Task goal
Could you rewrite the items below with "dress sleeve" swapped for "shirt sleeve" throughout, changing nothing else?

Exercise inputs
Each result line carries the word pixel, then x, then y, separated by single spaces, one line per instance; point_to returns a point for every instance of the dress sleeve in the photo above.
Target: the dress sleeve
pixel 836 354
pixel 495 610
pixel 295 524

Output
Each result line carries the word pixel, then x, then y, separated by single spaces, one line per instance; point_to returns a point for every instance of the shirt sleeve in the photo above.
Target: the shirt sleeve
pixel 836 354
pixel 495 610
pixel 295 524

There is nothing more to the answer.